> **Given task A**: Gather every line of the listing that contains the string "coordinates" and copy each one unchanged.

┄┄┄┄┄┄┄┄┄┄

That nicely sums up the central problem to be found in the first mystery by Michael Innes. It is called Death at the President’s Lodging.
Michael Innes wrote a great many fine mysteries over the course of a career that spanned half a century. Death at the President’s Lodging was his first novel, published in 1936, introducing Detective Inspector John Appleby, who appeared in many of Innes’s books over the next fifty years, rising through the ranks and eventually becoming Commissioner of Metropolitan Police before retiring to the family estate (where he continued to solve the occasional murder).
In his first recorded case, Appleby finds himself assigned to investigate a murder at Saint Anthony’s College, a fictional institution which the author assures us is located roughly midway between the ancient (and real) university towns of Oxford and Cambridge. The president of Saint Anthony’s, Dr. Josiah Umpleby, has been shot to death in his residence, which is one of the college buildings. What is more, the residence is located in a portion of the campus which is locked at night – when the murder was committed – and only a handful of senior scholars have keys. So the field of suspects would appear to be limited – although the scholars themselves have a great deal of difficulty persuading themselves that one of them must have committed the murder.
And it is also true that the murder itself was surrounded by most unusual circumstances – not least of which is the fact that the President’s body is surrounded by human bones, scattered across the floor of his study. There are a great many clues – too many of them perhaps, because it is extremely difficult to find a scholar with a motive for murder who would, in fact, have had the opportunity to commit the murder.

┄┄┄┄┄┄┄┄┄┄

> **Given task B**: Reproduce the passage of the review between "That nicely sums" and "the occasional murder).", inclusive, word for word.

┄┄┄┄┄┄┄┄┄┄

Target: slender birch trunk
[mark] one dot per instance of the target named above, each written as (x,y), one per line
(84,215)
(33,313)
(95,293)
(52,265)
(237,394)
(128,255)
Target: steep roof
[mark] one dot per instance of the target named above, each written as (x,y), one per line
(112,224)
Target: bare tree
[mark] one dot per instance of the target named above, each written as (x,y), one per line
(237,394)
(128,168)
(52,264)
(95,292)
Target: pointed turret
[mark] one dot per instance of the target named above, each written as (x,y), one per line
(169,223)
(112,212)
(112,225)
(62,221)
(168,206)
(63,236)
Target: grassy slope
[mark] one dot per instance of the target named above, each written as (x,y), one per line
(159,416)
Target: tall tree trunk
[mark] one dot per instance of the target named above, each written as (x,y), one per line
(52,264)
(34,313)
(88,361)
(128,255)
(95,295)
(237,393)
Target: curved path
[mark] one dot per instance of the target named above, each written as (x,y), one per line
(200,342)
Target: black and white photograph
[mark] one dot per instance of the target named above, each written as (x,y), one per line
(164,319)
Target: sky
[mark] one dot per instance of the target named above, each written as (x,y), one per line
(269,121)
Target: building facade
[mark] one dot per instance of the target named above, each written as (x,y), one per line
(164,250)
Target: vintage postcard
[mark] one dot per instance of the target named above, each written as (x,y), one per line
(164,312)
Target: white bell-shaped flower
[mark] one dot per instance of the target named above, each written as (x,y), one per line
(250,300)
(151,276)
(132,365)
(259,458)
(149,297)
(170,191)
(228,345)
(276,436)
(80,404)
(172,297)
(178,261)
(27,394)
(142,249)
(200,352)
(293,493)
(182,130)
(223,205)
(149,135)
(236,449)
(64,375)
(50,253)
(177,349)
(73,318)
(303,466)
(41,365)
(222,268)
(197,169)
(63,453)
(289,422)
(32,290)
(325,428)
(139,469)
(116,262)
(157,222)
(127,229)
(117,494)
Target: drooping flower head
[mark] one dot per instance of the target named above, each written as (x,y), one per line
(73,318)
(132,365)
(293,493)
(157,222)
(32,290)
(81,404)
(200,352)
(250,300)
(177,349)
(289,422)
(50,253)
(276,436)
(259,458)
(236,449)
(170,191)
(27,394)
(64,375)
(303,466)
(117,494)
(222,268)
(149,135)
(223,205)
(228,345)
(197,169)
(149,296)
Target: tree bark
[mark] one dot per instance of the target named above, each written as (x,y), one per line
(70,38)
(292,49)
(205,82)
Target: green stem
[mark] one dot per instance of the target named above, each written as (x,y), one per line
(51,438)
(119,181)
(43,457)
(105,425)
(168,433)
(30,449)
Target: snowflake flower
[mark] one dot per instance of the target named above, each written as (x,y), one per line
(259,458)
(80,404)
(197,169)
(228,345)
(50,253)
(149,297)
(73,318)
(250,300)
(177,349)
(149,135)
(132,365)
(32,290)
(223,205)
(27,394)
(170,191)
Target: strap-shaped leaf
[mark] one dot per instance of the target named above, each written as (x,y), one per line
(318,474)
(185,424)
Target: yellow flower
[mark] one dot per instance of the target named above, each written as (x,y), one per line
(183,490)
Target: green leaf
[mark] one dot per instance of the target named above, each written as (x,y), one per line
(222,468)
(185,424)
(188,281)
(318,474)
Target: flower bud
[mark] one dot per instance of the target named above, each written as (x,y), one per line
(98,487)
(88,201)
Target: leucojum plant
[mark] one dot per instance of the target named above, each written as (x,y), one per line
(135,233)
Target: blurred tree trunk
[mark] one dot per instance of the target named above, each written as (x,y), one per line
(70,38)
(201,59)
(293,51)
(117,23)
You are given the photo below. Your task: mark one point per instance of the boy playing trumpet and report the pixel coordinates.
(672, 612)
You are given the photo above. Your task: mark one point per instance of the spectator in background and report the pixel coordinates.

┄┄┄┄┄┄┄┄┄┄

> **Task solution A**:
You are given the photo below. Your task: mark one point per instance of the boy playing trumpet and report the pixel coordinates.
You are given the photo above. Your task: mark one point per instance of the spectator in background and report the pixel coordinates.

> **Task solution B**:
That nicely sums up the central problem to be found in the first mystery by Michael Innes. It is called Death at the President’s Lodging.
Michael Innes wrote a great many fine mysteries over the course of a career that spanned half a century. Death at the President’s Lodging was his first novel, published in 1936, introducing Detective Inspector John Appleby, who appeared in many of Innes’s books over the next fifty years, rising through the ranks and eventually becoming Commissioner of Metropolitan Police before retiring to the family estate (where he continued to solve the occasional murder).